*** Opening of Records for the task ***

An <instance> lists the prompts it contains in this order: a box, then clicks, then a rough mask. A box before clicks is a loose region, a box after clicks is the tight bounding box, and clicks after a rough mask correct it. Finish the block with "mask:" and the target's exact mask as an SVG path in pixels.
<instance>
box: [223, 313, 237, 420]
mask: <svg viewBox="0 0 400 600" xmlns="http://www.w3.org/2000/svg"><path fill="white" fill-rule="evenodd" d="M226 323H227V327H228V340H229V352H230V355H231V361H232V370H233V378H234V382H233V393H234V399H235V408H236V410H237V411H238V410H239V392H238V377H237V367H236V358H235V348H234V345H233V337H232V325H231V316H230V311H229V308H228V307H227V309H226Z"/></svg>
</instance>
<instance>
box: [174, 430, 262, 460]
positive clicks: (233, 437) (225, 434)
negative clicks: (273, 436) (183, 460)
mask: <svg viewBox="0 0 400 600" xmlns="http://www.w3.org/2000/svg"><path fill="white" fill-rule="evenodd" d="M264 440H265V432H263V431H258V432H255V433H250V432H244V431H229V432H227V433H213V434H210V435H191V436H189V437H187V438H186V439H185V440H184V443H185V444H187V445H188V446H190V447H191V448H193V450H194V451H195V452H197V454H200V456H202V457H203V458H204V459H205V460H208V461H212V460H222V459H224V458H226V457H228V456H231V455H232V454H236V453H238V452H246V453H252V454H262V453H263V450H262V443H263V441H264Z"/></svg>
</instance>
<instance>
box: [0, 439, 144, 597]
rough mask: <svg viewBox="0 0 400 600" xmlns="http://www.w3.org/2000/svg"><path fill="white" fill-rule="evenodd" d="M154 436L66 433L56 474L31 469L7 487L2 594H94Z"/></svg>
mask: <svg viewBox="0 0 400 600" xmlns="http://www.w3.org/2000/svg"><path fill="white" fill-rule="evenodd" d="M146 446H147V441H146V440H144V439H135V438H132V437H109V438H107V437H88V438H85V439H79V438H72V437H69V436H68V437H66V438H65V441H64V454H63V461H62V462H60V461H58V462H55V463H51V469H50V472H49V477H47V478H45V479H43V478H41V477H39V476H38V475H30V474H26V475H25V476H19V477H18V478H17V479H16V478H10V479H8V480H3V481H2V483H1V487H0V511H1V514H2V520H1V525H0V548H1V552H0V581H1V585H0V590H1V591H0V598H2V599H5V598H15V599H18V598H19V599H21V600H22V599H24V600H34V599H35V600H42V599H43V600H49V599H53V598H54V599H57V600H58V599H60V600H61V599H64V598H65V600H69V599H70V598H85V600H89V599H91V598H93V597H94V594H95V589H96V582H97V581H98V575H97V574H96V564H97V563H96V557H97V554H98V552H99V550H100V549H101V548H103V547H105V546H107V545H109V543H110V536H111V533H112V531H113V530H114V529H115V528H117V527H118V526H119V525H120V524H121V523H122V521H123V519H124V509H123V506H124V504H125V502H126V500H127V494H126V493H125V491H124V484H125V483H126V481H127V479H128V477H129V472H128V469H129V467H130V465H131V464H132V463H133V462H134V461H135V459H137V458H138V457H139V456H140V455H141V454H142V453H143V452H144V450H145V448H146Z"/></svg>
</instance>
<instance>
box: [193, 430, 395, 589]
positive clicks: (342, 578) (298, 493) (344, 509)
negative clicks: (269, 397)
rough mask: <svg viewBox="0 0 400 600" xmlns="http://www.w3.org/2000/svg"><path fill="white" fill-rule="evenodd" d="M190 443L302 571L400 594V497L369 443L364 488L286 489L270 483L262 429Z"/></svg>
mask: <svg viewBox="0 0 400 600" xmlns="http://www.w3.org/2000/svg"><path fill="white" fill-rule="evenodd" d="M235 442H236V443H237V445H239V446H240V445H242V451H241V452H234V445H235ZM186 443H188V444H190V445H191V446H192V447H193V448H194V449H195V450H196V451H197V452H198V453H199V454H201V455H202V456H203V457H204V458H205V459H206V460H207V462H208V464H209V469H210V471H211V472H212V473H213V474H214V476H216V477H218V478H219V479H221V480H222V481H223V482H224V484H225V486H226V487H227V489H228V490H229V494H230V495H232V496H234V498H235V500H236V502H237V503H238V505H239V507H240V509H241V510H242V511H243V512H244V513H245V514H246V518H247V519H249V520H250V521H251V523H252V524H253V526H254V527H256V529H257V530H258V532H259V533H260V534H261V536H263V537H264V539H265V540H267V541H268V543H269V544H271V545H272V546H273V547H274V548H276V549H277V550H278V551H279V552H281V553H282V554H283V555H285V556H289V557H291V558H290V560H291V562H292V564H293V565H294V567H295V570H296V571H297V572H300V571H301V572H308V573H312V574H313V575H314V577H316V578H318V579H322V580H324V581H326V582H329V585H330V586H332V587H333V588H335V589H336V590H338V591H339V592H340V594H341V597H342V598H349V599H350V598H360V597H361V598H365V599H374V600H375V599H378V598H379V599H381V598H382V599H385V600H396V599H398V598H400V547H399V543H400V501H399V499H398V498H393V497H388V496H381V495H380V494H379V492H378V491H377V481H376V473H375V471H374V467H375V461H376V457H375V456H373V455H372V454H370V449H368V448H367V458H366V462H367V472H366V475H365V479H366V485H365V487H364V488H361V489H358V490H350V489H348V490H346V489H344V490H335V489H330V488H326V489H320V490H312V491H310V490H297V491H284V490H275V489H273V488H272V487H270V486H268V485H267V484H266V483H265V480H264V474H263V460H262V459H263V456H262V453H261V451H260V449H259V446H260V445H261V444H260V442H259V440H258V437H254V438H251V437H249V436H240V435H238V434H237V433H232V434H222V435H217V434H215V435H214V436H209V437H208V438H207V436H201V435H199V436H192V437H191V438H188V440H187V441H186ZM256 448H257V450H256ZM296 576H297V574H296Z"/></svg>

*** Close of Records for the task ***

Check each line above for the word "positive", and copy the lines where it appears.

Result:
positive clicks: (233, 437) (225, 434)
positive clicks: (342, 578) (298, 493) (344, 509)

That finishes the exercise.